__Aufgabenstellung__
Zitieren Sie die folgenden Zeilen unverändert: Beginnen Sie bei der Zeile, die „Expected: for every instance of the wall-mounted“ enthält, und enden Sie einschließlich der Zeile mit „x=214 y=465“.

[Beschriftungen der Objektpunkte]
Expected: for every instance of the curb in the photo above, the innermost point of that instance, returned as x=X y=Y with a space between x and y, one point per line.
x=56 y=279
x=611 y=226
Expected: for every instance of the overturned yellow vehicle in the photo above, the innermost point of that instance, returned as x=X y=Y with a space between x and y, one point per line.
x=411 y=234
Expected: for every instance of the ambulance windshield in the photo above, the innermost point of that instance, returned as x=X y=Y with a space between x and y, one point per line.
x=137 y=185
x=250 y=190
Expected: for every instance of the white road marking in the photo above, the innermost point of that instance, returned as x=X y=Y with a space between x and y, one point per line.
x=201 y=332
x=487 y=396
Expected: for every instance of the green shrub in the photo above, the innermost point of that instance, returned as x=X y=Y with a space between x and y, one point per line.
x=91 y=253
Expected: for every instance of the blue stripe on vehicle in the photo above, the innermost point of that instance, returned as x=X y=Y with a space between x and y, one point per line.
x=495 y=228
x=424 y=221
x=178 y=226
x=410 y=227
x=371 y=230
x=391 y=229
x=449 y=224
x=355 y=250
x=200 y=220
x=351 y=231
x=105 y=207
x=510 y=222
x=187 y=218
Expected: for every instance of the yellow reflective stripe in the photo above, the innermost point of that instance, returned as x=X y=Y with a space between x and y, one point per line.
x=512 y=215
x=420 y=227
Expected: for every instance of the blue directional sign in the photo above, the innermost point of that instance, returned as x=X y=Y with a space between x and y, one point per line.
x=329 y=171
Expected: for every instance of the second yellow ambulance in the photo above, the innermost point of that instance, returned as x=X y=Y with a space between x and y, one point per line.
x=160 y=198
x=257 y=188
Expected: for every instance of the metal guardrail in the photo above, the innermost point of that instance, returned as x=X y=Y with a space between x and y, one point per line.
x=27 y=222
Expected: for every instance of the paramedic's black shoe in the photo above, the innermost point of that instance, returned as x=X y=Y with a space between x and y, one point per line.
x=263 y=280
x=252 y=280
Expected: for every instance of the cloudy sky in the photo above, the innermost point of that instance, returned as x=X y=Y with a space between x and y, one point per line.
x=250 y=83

==

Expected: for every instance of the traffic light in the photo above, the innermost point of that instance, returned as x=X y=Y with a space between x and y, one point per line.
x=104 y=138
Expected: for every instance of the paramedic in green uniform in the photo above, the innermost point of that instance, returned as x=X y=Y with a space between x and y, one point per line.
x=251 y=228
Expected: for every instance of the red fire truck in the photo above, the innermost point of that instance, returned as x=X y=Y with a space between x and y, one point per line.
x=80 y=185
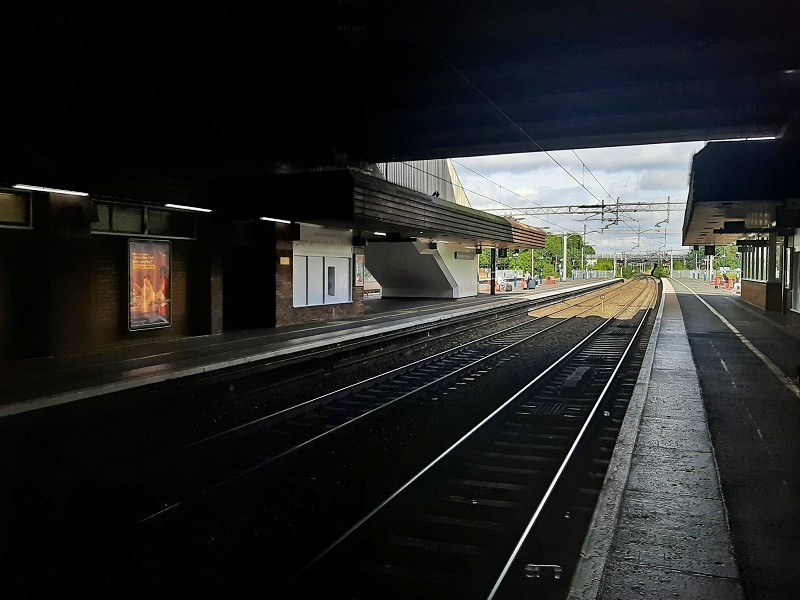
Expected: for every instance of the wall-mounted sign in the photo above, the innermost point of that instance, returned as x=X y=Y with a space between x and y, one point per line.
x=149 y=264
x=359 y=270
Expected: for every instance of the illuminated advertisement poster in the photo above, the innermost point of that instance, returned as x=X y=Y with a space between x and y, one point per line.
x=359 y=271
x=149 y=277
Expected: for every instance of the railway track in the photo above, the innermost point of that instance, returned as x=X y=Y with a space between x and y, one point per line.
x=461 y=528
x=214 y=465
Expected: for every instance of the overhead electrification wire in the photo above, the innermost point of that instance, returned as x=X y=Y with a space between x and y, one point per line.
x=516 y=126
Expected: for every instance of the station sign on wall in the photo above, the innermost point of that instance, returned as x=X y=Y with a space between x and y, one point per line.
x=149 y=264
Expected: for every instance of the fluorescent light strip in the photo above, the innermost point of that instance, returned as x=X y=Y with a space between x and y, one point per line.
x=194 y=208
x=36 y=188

__Bearbeitete Aufgabe__
Expected: for every instance of the wall-mounted sign in the photo above, the innermost point of that instance, returned as x=X y=Y with a space between x and y, one point per line.
x=149 y=264
x=359 y=270
Expected: for every instance of the illuminated advertisement poster in the photo above, the innermost point of that instance, returned as x=X y=Y with a space between x and y, one point per line.
x=359 y=271
x=149 y=277
Expected: for every instance of the railway track in the photo above, the innermost point of that instance, returned as x=X y=Y with a space between x and y, one point per line.
x=461 y=528
x=214 y=465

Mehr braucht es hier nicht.